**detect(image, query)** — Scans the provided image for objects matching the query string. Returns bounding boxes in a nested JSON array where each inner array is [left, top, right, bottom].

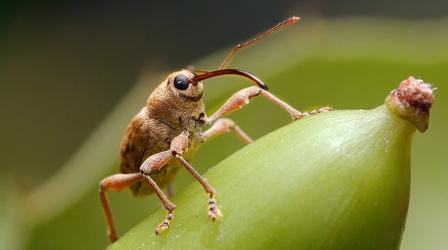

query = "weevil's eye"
[[173, 74, 190, 90]]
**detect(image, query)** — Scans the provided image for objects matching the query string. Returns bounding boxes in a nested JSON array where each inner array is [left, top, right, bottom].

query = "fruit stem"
[[385, 76, 435, 133]]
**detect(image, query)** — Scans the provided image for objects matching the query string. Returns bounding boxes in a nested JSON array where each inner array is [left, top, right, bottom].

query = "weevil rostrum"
[[99, 17, 330, 242]]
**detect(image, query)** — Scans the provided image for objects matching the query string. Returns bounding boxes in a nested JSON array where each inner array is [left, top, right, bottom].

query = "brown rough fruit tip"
[[385, 76, 435, 132]]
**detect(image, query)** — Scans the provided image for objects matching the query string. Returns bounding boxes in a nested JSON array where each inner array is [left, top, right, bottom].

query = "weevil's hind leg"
[[140, 150, 176, 235], [208, 86, 331, 123], [201, 118, 253, 144], [171, 131, 222, 221], [99, 173, 142, 243]]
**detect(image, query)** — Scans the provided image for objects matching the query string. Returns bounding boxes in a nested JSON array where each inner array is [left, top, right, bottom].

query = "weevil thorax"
[[147, 70, 205, 132]]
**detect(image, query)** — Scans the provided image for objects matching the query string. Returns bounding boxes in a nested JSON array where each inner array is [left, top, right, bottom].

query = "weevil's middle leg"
[[208, 86, 332, 123], [175, 154, 222, 221], [171, 131, 222, 221], [99, 173, 142, 243], [201, 118, 253, 144], [140, 150, 176, 235]]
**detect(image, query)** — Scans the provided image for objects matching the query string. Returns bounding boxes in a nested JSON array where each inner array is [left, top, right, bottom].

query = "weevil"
[[99, 17, 330, 242]]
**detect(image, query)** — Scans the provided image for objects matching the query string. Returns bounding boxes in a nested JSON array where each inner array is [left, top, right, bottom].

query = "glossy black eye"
[[174, 74, 190, 90]]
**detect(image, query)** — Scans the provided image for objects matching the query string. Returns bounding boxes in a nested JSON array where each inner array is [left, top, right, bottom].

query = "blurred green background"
[[0, 0, 448, 250]]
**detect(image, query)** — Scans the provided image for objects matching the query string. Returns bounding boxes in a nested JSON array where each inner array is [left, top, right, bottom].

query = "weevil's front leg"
[[208, 86, 331, 123], [99, 173, 142, 243], [201, 118, 253, 144], [171, 131, 222, 221], [140, 150, 176, 235]]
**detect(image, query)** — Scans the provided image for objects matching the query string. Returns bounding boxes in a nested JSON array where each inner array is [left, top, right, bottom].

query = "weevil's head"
[[166, 69, 204, 102]]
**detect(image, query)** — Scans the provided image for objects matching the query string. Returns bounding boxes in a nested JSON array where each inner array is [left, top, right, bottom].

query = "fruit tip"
[[385, 76, 436, 132]]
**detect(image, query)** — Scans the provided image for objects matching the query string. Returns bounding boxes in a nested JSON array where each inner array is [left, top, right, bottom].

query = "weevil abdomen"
[[120, 107, 202, 196]]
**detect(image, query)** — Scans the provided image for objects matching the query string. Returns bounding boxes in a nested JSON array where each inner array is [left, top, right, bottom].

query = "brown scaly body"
[[99, 17, 329, 242], [120, 70, 205, 195]]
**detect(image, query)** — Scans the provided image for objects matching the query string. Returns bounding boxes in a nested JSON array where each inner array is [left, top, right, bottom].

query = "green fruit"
[[110, 78, 433, 250]]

════

Could you convert all the rows above into a JSON list of strings, one string per line, with blank lines and the pictures left out?

[
  "**detect(image, query)** — Scans the provided image for objects matching the query string. Returns bounding boxes in a nested JSON array where each inner array is [left, top, right, bottom].",
  "query = \"weevil's eye\"",
  "[[173, 74, 190, 90]]",
  "**detect(image, query)** — Scans the provided image for objects matching the query string. Returns bounding boxes in a nested JSON array where each inner array is [left, top, right, bottom].",
  "query = \"fruit stem\"",
  "[[385, 76, 435, 133]]",
  "**detect(image, query)** — Scans the provided image for objects matching the query string. Returns bounding boxes in a nested JSON array where each inner array is [left, top, right, bottom].",
  "query = \"weevil rostrum\"",
  "[[99, 17, 330, 242]]",
  "**detect(image, query)** — Scans the provided image for objects matching the query string. Returns bounding boxes in a nested JSON array where each inner array is [left, top, right, bottom].",
  "query = \"brown rough fruit tip\"",
  "[[385, 76, 435, 132]]",
  "**detect(image, query)** — Scans the provided image for objects matching the query string. Returns bounding boxes in a nested JSON array where each inner array is [left, top, right, bottom].",
  "query = \"weevil's hind leg\"",
  "[[140, 150, 176, 235], [208, 86, 331, 123], [201, 118, 253, 144], [171, 131, 222, 221], [99, 173, 142, 243]]",
  "**detect(image, query)** — Scans the provided image for objects matching the query string. Returns bounding boxes in a nested JSON array where each inner array is [left, top, right, bottom].",
  "query = \"weevil thorax\"",
  "[[147, 70, 205, 132]]",
  "**detect(image, query)** — Scans the provided image for objects matching the query string. Returns bounding boxes in a nested JSON array where each inner array is [left, top, right, bottom].",
  "query = \"weevil's middle leg\"",
  "[[208, 86, 332, 123], [175, 154, 222, 221], [171, 131, 222, 221], [99, 173, 142, 243], [201, 118, 253, 144], [140, 150, 176, 235]]",
  "**detect(image, query)** — Scans the provided image for objects matching the query string. Returns bounding boxes in a nested JSON array where each inner array is [left, top, right, bottom].",
  "query = \"weevil\"",
  "[[99, 17, 330, 242]]",
  "**detect(image, query)** — Scans the provided image for objects matching the query string. Returns bounding boxes in a nested JSON array where each inner array is [left, top, right, bottom].",
  "query = \"glossy black eye\"",
  "[[174, 74, 190, 90]]",
  "**detect(image, query)** — Scans the provided image for objects matching the query string. Returns bounding boxes in a nested JSON array where each inner array is [left, top, right, bottom].",
  "query = \"blurred green background\"",
  "[[0, 0, 448, 250]]",
  "**detect(image, query)** — Scans the provided image for objects matching the query string. Returns bounding boxes in a nested JSON array where each inner array is [left, top, right, bottom].",
  "query = \"weevil's front leg\"",
  "[[208, 86, 331, 123], [99, 173, 142, 243], [201, 118, 253, 144], [171, 131, 222, 221], [140, 150, 176, 235]]",
  "**detect(image, query)** — Scans the provided image for objects matching the query string. Returns bounding boxes in a nested JSON array where each inner array is [left, top, right, bottom].",
  "query = \"weevil's head\"",
  "[[166, 69, 204, 102]]",
  "**detect(image, query)** — Scans the provided image for objects matching the query string. Returns bounding boxes in a nested JSON array where each inner array is [left, top, right, bottom].",
  "query = \"fruit tip\"",
  "[[385, 76, 436, 132]]",
  "**detect(image, query)** — Scans the provided image for objects matching the query string. Returns bounding boxes in a nested JSON array where each inner array is [left, top, right, bottom].",
  "query = \"weevil abdomen\"",
  "[[120, 107, 202, 196]]",
  "**detect(image, query)** — Scans the provided image for objects matching the query string. Returns bounding boxes in a nested JSON array where each inner array is [left, top, right, bottom].",
  "query = \"brown scaly body\"",
  "[[99, 17, 329, 242], [120, 70, 205, 195]]",
  "**detect(image, query)** — Scans the provided image for objects matching the query string. Returns bounding boxes in a nested JSON array where each inner array is [left, top, right, bottom].",
  "query = \"green fruit\"",
  "[[110, 78, 433, 250]]"
]